Your instructions: Count the lines in the items below that contain the word "water". Reply with the number only.

--- --- ---

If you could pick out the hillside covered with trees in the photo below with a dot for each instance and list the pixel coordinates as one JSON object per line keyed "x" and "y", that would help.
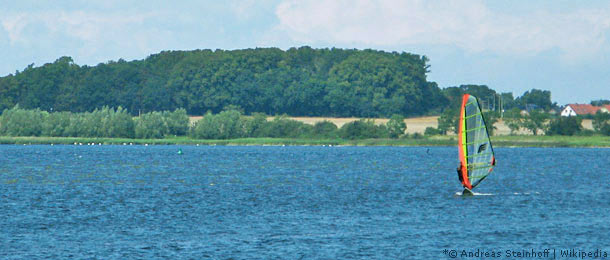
{"x": 298, "y": 82}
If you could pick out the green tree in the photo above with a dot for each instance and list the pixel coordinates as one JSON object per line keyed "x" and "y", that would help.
{"x": 539, "y": 98}
{"x": 325, "y": 129}
{"x": 396, "y": 126}
{"x": 363, "y": 129}
{"x": 535, "y": 121}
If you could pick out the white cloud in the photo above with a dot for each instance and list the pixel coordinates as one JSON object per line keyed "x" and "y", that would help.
{"x": 85, "y": 26}
{"x": 467, "y": 24}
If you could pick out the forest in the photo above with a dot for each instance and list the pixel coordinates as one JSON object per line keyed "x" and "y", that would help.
{"x": 297, "y": 82}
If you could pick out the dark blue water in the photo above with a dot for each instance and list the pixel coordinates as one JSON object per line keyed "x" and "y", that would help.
{"x": 146, "y": 202}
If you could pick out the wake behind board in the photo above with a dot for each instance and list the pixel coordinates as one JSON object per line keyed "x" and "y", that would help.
{"x": 467, "y": 193}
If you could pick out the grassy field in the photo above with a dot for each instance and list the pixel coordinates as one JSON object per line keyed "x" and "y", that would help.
{"x": 414, "y": 124}
{"x": 499, "y": 141}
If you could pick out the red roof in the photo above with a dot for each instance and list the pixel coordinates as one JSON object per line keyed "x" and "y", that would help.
{"x": 584, "y": 109}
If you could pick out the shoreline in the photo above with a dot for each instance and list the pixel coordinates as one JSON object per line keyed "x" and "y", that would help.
{"x": 498, "y": 141}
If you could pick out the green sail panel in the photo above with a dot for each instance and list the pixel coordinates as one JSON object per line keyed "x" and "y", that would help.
{"x": 479, "y": 154}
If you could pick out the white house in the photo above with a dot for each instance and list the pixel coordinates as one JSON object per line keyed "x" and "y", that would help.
{"x": 581, "y": 109}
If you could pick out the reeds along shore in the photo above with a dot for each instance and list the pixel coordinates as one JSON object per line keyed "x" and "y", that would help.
{"x": 498, "y": 141}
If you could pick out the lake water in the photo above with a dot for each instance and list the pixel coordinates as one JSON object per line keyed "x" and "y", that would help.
{"x": 223, "y": 202}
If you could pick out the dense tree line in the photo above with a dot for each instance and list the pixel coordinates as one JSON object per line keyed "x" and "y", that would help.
{"x": 229, "y": 124}
{"x": 299, "y": 82}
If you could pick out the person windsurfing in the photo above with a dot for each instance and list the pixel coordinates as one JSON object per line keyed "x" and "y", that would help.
{"x": 459, "y": 170}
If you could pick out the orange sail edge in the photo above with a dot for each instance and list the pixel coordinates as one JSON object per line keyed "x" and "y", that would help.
{"x": 462, "y": 153}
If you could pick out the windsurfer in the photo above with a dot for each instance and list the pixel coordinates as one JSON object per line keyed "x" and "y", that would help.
{"x": 459, "y": 170}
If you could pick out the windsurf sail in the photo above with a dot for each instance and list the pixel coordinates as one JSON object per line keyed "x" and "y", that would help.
{"x": 475, "y": 150}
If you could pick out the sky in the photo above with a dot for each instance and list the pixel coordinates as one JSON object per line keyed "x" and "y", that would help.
{"x": 511, "y": 46}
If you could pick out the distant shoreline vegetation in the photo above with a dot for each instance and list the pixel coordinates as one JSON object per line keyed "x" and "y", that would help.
{"x": 116, "y": 126}
{"x": 230, "y": 124}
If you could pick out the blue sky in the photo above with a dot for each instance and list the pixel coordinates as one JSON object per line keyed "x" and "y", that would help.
{"x": 511, "y": 46}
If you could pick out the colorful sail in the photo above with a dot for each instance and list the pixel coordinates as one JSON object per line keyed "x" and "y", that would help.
{"x": 475, "y": 150}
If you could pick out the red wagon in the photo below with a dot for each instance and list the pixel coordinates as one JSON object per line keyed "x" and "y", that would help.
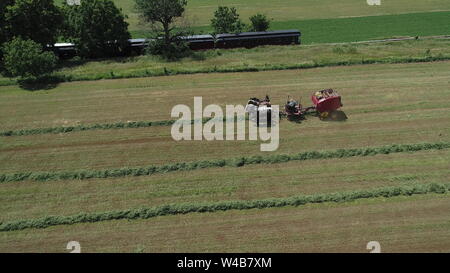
{"x": 326, "y": 102}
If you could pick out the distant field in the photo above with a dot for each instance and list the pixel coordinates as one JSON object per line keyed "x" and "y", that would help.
{"x": 200, "y": 12}
{"x": 304, "y": 15}
{"x": 257, "y": 59}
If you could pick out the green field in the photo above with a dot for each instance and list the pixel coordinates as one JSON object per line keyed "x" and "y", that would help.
{"x": 73, "y": 168}
{"x": 385, "y": 104}
{"x": 320, "y": 21}
{"x": 200, "y": 12}
{"x": 256, "y": 59}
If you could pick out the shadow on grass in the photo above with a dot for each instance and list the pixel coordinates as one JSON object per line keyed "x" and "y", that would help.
{"x": 336, "y": 116}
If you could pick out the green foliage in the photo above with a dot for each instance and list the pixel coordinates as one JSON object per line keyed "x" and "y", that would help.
{"x": 226, "y": 20}
{"x": 259, "y": 22}
{"x": 231, "y": 162}
{"x": 37, "y": 20}
{"x": 162, "y": 15}
{"x": 97, "y": 27}
{"x": 26, "y": 59}
{"x": 174, "y": 209}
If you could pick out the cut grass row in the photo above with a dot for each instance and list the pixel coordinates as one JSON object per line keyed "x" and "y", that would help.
{"x": 174, "y": 209}
{"x": 70, "y": 104}
{"x": 233, "y": 162}
{"x": 418, "y": 223}
{"x": 383, "y": 104}
{"x": 105, "y": 126}
{"x": 34, "y": 200}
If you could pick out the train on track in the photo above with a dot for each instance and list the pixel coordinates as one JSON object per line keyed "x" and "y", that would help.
{"x": 200, "y": 42}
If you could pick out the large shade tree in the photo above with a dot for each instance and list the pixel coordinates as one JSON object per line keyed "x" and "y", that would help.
{"x": 162, "y": 14}
{"x": 97, "y": 27}
{"x": 37, "y": 20}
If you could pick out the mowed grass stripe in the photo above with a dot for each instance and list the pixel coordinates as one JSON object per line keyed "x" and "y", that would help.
{"x": 29, "y": 199}
{"x": 105, "y": 126}
{"x": 231, "y": 162}
{"x": 174, "y": 209}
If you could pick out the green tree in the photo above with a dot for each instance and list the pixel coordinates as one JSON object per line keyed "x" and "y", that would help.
{"x": 260, "y": 22}
{"x": 162, "y": 14}
{"x": 26, "y": 59}
{"x": 37, "y": 20}
{"x": 97, "y": 27}
{"x": 226, "y": 20}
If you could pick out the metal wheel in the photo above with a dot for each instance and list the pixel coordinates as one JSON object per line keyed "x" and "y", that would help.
{"x": 323, "y": 115}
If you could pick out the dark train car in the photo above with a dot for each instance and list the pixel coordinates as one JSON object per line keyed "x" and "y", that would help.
{"x": 253, "y": 39}
{"x": 137, "y": 46}
{"x": 64, "y": 50}
{"x": 200, "y": 42}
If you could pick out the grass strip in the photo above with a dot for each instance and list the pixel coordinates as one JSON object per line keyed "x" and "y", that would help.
{"x": 217, "y": 163}
{"x": 57, "y": 78}
{"x": 174, "y": 209}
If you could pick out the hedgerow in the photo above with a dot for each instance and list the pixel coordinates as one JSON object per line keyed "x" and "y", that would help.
{"x": 217, "y": 163}
{"x": 174, "y": 209}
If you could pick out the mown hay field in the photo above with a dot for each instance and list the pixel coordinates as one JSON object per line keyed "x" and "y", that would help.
{"x": 385, "y": 104}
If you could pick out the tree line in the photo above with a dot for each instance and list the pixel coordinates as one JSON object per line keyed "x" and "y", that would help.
{"x": 29, "y": 29}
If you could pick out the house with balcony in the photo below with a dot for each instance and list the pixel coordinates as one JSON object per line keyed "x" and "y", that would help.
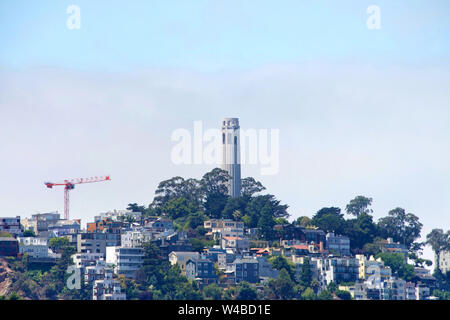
{"x": 124, "y": 260}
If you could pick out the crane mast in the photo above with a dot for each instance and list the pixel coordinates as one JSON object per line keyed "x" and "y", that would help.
{"x": 69, "y": 184}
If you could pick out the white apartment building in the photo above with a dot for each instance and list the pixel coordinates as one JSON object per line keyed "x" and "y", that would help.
{"x": 126, "y": 261}
{"x": 444, "y": 261}
{"x": 36, "y": 248}
{"x": 107, "y": 288}
{"x": 83, "y": 260}
{"x": 182, "y": 257}
{"x": 11, "y": 225}
{"x": 372, "y": 270}
{"x": 135, "y": 238}
{"x": 338, "y": 244}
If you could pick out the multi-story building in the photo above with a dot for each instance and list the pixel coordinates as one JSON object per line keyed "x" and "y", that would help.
{"x": 120, "y": 215}
{"x": 84, "y": 260}
{"x": 126, "y": 261}
{"x": 40, "y": 222}
{"x": 444, "y": 261}
{"x": 231, "y": 155}
{"x": 337, "y": 269}
{"x": 422, "y": 292}
{"x": 236, "y": 243}
{"x": 11, "y": 225}
{"x": 389, "y": 245}
{"x": 9, "y": 247}
{"x": 96, "y": 242}
{"x": 159, "y": 225}
{"x": 182, "y": 257}
{"x": 64, "y": 227}
{"x": 372, "y": 270}
{"x": 35, "y": 247}
{"x": 395, "y": 289}
{"x": 224, "y": 228}
{"x": 338, "y": 244}
{"x": 135, "y": 238}
{"x": 245, "y": 269}
{"x": 225, "y": 259}
{"x": 410, "y": 291}
{"x": 106, "y": 225}
{"x": 266, "y": 269}
{"x": 96, "y": 272}
{"x": 201, "y": 269}
{"x": 107, "y": 288}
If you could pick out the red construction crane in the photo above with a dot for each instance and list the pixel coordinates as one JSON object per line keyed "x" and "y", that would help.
{"x": 70, "y": 184}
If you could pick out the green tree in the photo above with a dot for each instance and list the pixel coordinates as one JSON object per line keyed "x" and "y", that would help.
{"x": 266, "y": 223}
{"x": 359, "y": 205}
{"x": 306, "y": 273}
{"x": 396, "y": 261}
{"x": 178, "y": 208}
{"x": 361, "y": 230}
{"x": 325, "y": 295}
{"x": 309, "y": 294}
{"x": 330, "y": 220}
{"x": 212, "y": 292}
{"x": 29, "y": 233}
{"x": 303, "y": 221}
{"x": 58, "y": 244}
{"x": 283, "y": 286}
{"x": 136, "y": 208}
{"x": 343, "y": 295}
{"x": 245, "y": 292}
{"x": 401, "y": 226}
{"x": 439, "y": 241}
{"x": 250, "y": 186}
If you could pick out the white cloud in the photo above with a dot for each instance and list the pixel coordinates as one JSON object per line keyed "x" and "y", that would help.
{"x": 344, "y": 131}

--- --- ---

Result of this task: 2